TEXTE:
CAIRN.INFO : Matières à réflexion

1Le droit de grève est un droit d’ores et déjà très réglementé, qui s’exerce dans un cadre juridique clairement défini, prévu par la Constitution. L’instauration d’un service « minimum » ou « garanti » vient donc s’ajouter à de nombreuses lois qui, à l’expérience, ont montré leurs limites. Il en est ainsi car le droit de grève est une expression forte de la vie sociale qui ne se laisse pas aisément enfermer dans des catégories juridiques strictement définies.

2En 2004, le ministre des transports avait constitué une commission présidée par le conseiller d’État Dieudonné Mandelkern, afin de réfléchir à ces questions. Cette commission avait conclu en faveur d’une loi, mais ce au terme d’une analyse contradictoire qui apportait de sérieux arguments en faveur de la position inverse [1], soutenant l’inutilité d’une nouvelle loi.

L’état de la société française n’appelle pas aujourd’hui un durcissement de la réglementation du droit de grève

3Il est établi que la conflictualité a baissé depuis dix ans dans le secteur des transports publics de voyageurs comme dans d’autres secteurs où dominent les services publics. Anne-Marie Idrac, présidente de la SNCF, avançait récemment qu’entre 2005 et 2006 le nombre de journées de grève par agent était passé de 1,44 à 0,79 [2], tandis que le délégué général de l’Union des transports publics (UTP) constatait que « la conflictualité représente aujourd’hui un jour de grève par an et par salarié »[3]. Dans le secteur privé, une grande partie des salariés n’est plus en mesure d’exercer son droit de grève, pour des causes diverses : extension de la précarité et de l’insécurité sociale, répression anti-syndicale, affaiblissement consécutif des forces syndicales, développement de procédures de prévention.

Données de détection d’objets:
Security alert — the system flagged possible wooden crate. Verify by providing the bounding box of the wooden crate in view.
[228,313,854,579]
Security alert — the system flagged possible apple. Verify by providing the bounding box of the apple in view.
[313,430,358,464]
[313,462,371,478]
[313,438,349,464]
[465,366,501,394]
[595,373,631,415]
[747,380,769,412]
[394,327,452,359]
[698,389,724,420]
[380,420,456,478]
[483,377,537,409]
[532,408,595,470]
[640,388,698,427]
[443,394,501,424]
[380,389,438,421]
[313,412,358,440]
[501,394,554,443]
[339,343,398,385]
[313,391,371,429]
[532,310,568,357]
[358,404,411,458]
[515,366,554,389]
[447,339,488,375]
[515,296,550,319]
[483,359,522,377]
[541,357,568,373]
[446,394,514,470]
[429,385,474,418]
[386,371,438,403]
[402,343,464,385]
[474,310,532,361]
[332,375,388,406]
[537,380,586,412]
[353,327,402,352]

CONSIGNE:
Dites si chaque énoncé concorde avec le texte sur le droit de grève. Répondez par oui ou non et citez à l’identique les mots décisifs du texte.
1. En 2004, le ministre des transports a constitué une commission présidée par Dieudonné Mandelkern.
2. Cette commission s’est prononcée contre une nouvelle loi.
3. D’après la présidente de la SNCF, le nombre de journées de grève par agent a augmenté entre 2005 et 2006.

RÉPONSE:
1. Oui : « En 2004, le ministre des transports avait constitué une commission présidée par le conseiller d’État Dieudonné Mandelkern »
2. Non : « Cette commission avait conclu en faveur d’une loi »
3. Non : « le nombre de journées de grève par agent était passé de 1,44 à 0,79 »